EXTRACTED ENTRIES Block Start

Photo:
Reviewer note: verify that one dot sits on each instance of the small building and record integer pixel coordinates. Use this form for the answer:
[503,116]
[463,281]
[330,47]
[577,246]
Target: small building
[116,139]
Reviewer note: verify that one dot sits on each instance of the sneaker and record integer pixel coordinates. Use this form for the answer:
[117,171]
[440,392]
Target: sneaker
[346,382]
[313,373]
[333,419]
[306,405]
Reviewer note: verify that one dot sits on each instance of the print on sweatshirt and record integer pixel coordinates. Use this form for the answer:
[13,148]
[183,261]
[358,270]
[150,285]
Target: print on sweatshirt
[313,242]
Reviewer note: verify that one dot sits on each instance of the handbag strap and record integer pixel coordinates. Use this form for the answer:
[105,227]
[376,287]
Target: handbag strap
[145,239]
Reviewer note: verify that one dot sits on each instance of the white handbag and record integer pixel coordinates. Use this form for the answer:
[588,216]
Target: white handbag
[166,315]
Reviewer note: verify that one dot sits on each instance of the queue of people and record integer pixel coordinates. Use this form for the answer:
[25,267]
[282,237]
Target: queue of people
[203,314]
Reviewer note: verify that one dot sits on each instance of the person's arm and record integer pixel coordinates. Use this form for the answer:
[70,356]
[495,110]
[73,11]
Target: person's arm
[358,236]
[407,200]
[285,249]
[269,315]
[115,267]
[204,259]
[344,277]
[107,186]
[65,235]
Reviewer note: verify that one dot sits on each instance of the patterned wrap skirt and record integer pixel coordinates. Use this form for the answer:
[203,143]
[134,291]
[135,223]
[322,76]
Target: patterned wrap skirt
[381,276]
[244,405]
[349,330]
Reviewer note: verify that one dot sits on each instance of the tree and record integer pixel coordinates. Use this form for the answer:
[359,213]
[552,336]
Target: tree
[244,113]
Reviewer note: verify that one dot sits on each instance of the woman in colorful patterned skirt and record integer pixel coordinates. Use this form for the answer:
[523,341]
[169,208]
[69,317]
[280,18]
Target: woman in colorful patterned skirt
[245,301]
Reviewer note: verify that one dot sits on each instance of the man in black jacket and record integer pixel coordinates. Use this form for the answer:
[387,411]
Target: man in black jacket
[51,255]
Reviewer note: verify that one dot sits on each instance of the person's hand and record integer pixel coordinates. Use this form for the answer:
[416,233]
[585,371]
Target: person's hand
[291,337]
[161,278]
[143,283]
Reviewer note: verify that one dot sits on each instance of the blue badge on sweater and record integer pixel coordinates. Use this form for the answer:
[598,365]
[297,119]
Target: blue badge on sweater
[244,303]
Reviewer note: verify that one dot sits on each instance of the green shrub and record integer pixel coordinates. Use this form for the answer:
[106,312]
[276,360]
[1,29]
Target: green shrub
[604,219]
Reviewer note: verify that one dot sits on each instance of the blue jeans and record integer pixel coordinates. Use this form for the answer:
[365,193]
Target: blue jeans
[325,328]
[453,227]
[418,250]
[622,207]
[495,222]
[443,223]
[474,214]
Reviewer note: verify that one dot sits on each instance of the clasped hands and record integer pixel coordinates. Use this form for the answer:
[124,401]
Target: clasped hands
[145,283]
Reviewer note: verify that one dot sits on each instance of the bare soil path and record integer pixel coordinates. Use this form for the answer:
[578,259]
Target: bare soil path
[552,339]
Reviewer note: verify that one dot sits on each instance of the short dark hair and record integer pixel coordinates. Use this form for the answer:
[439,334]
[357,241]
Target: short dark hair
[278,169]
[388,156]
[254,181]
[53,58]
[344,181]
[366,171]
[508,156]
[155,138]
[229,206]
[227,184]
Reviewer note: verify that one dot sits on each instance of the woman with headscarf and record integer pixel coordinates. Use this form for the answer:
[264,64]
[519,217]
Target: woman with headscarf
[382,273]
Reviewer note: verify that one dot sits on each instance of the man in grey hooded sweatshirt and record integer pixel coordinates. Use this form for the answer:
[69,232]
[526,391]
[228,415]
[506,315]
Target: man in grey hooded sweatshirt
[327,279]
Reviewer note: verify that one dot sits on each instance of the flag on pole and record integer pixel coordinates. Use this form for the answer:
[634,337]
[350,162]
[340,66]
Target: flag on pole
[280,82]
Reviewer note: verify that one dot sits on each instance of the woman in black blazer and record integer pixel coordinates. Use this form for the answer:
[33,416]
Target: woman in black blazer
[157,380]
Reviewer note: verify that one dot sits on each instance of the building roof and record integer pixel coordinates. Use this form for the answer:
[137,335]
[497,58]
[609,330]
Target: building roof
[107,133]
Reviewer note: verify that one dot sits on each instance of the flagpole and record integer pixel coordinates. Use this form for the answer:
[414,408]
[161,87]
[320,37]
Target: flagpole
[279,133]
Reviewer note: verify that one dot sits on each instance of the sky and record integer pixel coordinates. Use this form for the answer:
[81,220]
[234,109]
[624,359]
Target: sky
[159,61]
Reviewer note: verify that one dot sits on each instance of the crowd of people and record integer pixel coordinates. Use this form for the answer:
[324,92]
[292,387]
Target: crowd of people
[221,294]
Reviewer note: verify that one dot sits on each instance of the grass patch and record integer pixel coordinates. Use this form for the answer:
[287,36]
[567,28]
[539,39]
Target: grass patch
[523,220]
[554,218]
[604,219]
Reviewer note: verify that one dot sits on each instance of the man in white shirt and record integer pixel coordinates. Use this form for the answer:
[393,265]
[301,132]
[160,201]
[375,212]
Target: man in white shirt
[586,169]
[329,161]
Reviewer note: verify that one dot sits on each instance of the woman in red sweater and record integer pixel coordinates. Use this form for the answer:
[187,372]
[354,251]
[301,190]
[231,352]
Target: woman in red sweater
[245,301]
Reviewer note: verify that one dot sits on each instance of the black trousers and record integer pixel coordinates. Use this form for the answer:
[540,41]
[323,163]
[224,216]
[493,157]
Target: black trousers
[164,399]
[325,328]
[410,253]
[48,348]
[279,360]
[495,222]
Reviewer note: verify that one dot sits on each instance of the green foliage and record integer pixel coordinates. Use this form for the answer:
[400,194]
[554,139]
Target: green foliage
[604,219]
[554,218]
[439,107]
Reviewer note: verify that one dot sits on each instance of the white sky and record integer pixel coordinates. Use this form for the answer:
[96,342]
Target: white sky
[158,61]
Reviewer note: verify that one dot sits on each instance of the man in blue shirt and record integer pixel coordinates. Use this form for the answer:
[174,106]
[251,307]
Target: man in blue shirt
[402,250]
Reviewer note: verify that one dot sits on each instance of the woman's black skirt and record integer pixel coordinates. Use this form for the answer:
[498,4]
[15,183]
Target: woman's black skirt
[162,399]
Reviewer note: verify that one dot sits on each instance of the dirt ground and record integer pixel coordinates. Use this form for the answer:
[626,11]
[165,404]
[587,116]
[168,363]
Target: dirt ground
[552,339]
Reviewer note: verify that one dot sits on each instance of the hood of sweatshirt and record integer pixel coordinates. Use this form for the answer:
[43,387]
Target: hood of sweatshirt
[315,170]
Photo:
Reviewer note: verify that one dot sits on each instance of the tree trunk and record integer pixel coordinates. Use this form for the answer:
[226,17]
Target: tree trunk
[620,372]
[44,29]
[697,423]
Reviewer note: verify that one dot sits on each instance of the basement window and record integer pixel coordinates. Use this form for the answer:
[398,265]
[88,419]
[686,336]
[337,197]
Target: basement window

EXTRACTED ENTRIES Block End

TASK
Using the material above, print every entry exactly as written.

EXERCISE RESULT
Photo:
Reviewer note: verify that one dot sits on each instance of the small building and record integer pixel coordinates. Use this form for the answer:
[503,116]
[463,281]
[330,47]
[577,246]
Target: small building
[116,139]
Reviewer note: verify that one dot sits on each instance of the sneaker and record integer pixel coordinates. Use this form for the answer:
[117,171]
[440,392]
Target: sneaker
[346,382]
[313,373]
[333,419]
[306,405]
Reviewer note: verify that one dot sits on each instance of the print on sweatshirt and record integer pixel coordinates. Use this form for the answer:
[13,148]
[183,261]
[358,270]
[150,285]
Target: print on sweatshirt
[313,242]
Reviewer note: verify that one dot sits on each instance of the handbag strap and record integer pixel coordinates. Use this form for the answer:
[105,227]
[376,287]
Target: handbag strap
[145,239]
Reviewer note: verify that one dot sits on each instance of the white handbag and record integer pixel coordinates. Use this form for the answer:
[588,216]
Target: white handbag
[166,315]
Reviewer note: verify that one dot sits on each instance of the queue of people and record integer pixel coordinates. Use this form for the answer:
[25,267]
[282,237]
Target: queue of people
[203,314]
Reviewer note: verify that one dot sits on each instance of the person's arm and record integer pixel coordinates. Use this form for the answer:
[70,356]
[495,110]
[73,11]
Target: person's arm
[358,236]
[407,200]
[285,249]
[269,315]
[115,267]
[204,259]
[344,277]
[107,186]
[65,235]
Reviewer note: verify that one dot sits on each instance of the patterned wrap skirt and record integer pixel coordinates. Use this form for the answer:
[203,143]
[134,291]
[135,223]
[322,76]
Target: patterned wrap skirt
[381,276]
[244,405]
[349,330]
Reviewer note: verify that one dot sits on each instance of the tree and record integer pixel coordinates. Use this form for the answer:
[359,213]
[552,336]
Target: tree
[244,113]
Reviewer note: verify that one dot sits on each instance of the woman in colorful patterned skirt and record integer pixel coordinates. Use this form for the answer:
[523,341]
[169,208]
[69,317]
[280,18]
Target: woman in colorful patterned skirt
[245,301]
Reviewer note: verify that one dot sits on each instance of the man in black jacket and record integer pixel coordinates. Use this form for the answer:
[387,411]
Target: man in black jacket
[51,255]
Reviewer note: verify that one dot sits on each instance of the person's hand and record integer pixel coordinates. Use this form for the answer:
[416,233]
[585,371]
Target: person's hand
[291,337]
[161,278]
[143,283]
Reviewer note: verify that one dot sits on each instance of the blue badge on sweater and record integer pixel coordinates. Use this form for the answer:
[598,365]
[297,119]
Target: blue badge on sweater
[244,303]
Reviewer note: verify that one dot sits on each instance of the green shrub and record integer pixel coordinates. Use this form for the answer:
[106,312]
[276,360]
[1,29]
Target: green shrub
[604,219]
Reviewer note: verify that one dot sits on each instance of the blue jeans and record integer pixel coordinates. Use this form for the answer:
[365,193]
Target: blue jeans
[325,328]
[453,227]
[418,250]
[622,207]
[495,222]
[443,223]
[474,214]
Reviewer note: verify that one dot sits on each instance of the clasped hands and record integer pixel coordinates. Use this form for the answer:
[124,401]
Target: clasped hands
[145,283]
Reviewer note: verify that one dot sits on each instance of the bare soil path and record integer pixel coordinates. Use this form for the answer:
[578,259]
Target: bare soil path
[552,339]
Reviewer note: verify that one dot sits on each instance of the short dark hair and record integer pixel coordinates. Use this form for the answer:
[439,334]
[357,241]
Target: short dark hair
[278,169]
[388,156]
[254,181]
[53,58]
[344,181]
[366,171]
[508,156]
[155,138]
[229,206]
[227,184]
Reviewer note: verify that one dot sits on each instance of the woman with headscarf and record integer pixel coordinates. Use this form for the answer:
[264,64]
[519,217]
Target: woman with headscarf
[382,273]
Reviewer note: verify that one dot sits on each instance of the man in grey hooded sweatshirt and record integer pixel coordinates. Use this form for the answer:
[69,232]
[526,391]
[228,415]
[506,315]
Target: man in grey hooded sweatshirt
[327,279]
Reviewer note: verify that one dot sits on each instance of the flag on pole and record integer pixel coordinates. Use this form for the answer:
[634,337]
[350,162]
[340,66]
Target: flag on pole
[280,82]
Reviewer note: verify that one dot sits on each instance of the woman in black blazer and record integer pixel coordinates. Use this form for the answer:
[33,416]
Target: woman in black blazer
[157,380]
Reviewer note: verify that one dot sits on each instance of the building roof and record integer pixel coordinates. Use this form for the answer:
[137,335]
[497,58]
[609,330]
Target: building roof
[107,133]
Reviewer note: verify that one dot sits on each instance of the flagpole and record integer pixel coordinates. Use this form for the answer:
[414,408]
[161,87]
[320,37]
Target: flagpole
[279,133]
Reviewer note: verify that one dot sits on each instance of the sky and record integer pixel coordinates. Use this form for the answer:
[81,220]
[234,109]
[624,359]
Target: sky
[159,61]
Reviewer note: verify that one dot sits on each instance of the crowd of people and record integer pixel coordinates. Use this form for the answer:
[324,92]
[292,387]
Target: crowd of people
[221,294]
Reviewer note: verify that one dot sits on each instance of the grass patch and record integer pixel coordinates. Use this form for the answer:
[287,36]
[567,28]
[539,39]
Target: grass patch
[523,220]
[554,218]
[604,219]
Reviewer note: verify that one dot sits on each instance of the man in white shirt and record integer pixel coordinates. Use this form for the answer:
[393,265]
[301,132]
[160,201]
[375,212]
Target: man in white shirt
[586,169]
[329,161]
Reviewer note: verify that one dot sits on each instance of the woman in red sweater and record integer pixel coordinates. Use this form for the answer:
[187,372]
[354,251]
[301,190]
[231,352]
Target: woman in red sweater
[245,301]
Reviewer note: verify that one dot sits on each instance of the black trousers and record integer pixel coordinates. Use this form for the answer:
[540,41]
[323,163]
[224,216]
[493,157]
Target: black trousers
[164,399]
[325,328]
[410,253]
[48,348]
[279,360]
[495,222]
Reviewer note: verify that one dot sits on each instance of the green foliage and record integer pixel coordinates. Use this form for the answer:
[400,194]
[554,139]
Target: green foliage
[604,219]
[554,218]
[439,107]
Reviewer note: verify that one dot sits on each instance of the white sky and record integer pixel coordinates. Use this form for the answer:
[96,342]
Target: white sky
[158,61]
Reviewer note: verify that one dot sits on each instance of the man in blue shirt and record integer pixel coordinates. Use this form for the answer:
[174,106]
[251,307]
Target: man in blue shirt
[402,250]
Reviewer note: verify that one dot sits on each instance of the woman's black skirt and record integer pixel coordinates. Use this form for the answer:
[498,4]
[15,183]
Target: woman's black skirt
[162,399]
Reviewer note: verify that one dot sits on each instance of the dirt ground and record integer pixel coordinates. Use this form for the answer:
[626,11]
[165,404]
[587,116]
[168,363]
Target: dirt ground
[552,339]
Reviewer note: verify that one dot sits on each instance of the hood of sweatshirt and record integer pixel coordinates. Use this form for the answer:
[43,387]
Target: hood of sweatshirt
[315,170]
Photo:
Reviewer note: verify that one dot sits on each instance of the tree trunk and record integer pixel coordinates. Use this form for the answer:
[226,17]
Target: tree trunk
[620,372]
[44,29]
[697,423]
Reviewer note: verify that one dot sits on each instance of the basement window and record integer pixel coordinates. Use this form for the answer:
[398,265]
[88,419]
[686,336]
[337,197]
Target: basement window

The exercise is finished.